- _EXERCISE_:
Which lines of the data below contain "microphone"? Please show them all.

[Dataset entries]

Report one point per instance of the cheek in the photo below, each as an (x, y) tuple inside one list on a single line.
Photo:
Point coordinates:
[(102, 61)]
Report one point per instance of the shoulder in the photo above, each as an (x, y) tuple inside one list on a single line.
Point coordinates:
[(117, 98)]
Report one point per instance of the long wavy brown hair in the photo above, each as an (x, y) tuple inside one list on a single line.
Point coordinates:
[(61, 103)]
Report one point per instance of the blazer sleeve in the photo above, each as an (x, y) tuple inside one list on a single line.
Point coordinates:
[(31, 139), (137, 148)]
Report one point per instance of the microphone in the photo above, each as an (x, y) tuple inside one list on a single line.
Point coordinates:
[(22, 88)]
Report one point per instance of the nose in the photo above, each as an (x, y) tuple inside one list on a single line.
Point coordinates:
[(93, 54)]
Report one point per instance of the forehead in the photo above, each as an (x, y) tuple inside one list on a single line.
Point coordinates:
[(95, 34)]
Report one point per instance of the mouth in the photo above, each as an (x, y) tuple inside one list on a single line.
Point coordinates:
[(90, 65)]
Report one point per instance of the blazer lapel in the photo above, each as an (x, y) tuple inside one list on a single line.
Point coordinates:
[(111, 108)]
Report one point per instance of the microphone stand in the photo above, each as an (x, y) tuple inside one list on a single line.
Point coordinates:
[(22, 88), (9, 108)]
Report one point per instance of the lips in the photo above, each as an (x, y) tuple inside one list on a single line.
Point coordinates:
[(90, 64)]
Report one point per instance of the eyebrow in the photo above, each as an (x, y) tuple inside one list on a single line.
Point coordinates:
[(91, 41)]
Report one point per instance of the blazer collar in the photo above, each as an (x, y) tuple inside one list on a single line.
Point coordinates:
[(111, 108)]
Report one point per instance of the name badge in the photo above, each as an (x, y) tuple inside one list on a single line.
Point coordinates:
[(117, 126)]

- _EXERCISE ANSWER_:
Report one point per instance of the microphone in the photo above, each as an (x, y) tuple inside one list on a single line.
Report one point per instance of the microphone stand in the photo above, each as an (x, y) tuple inside one list on a single line.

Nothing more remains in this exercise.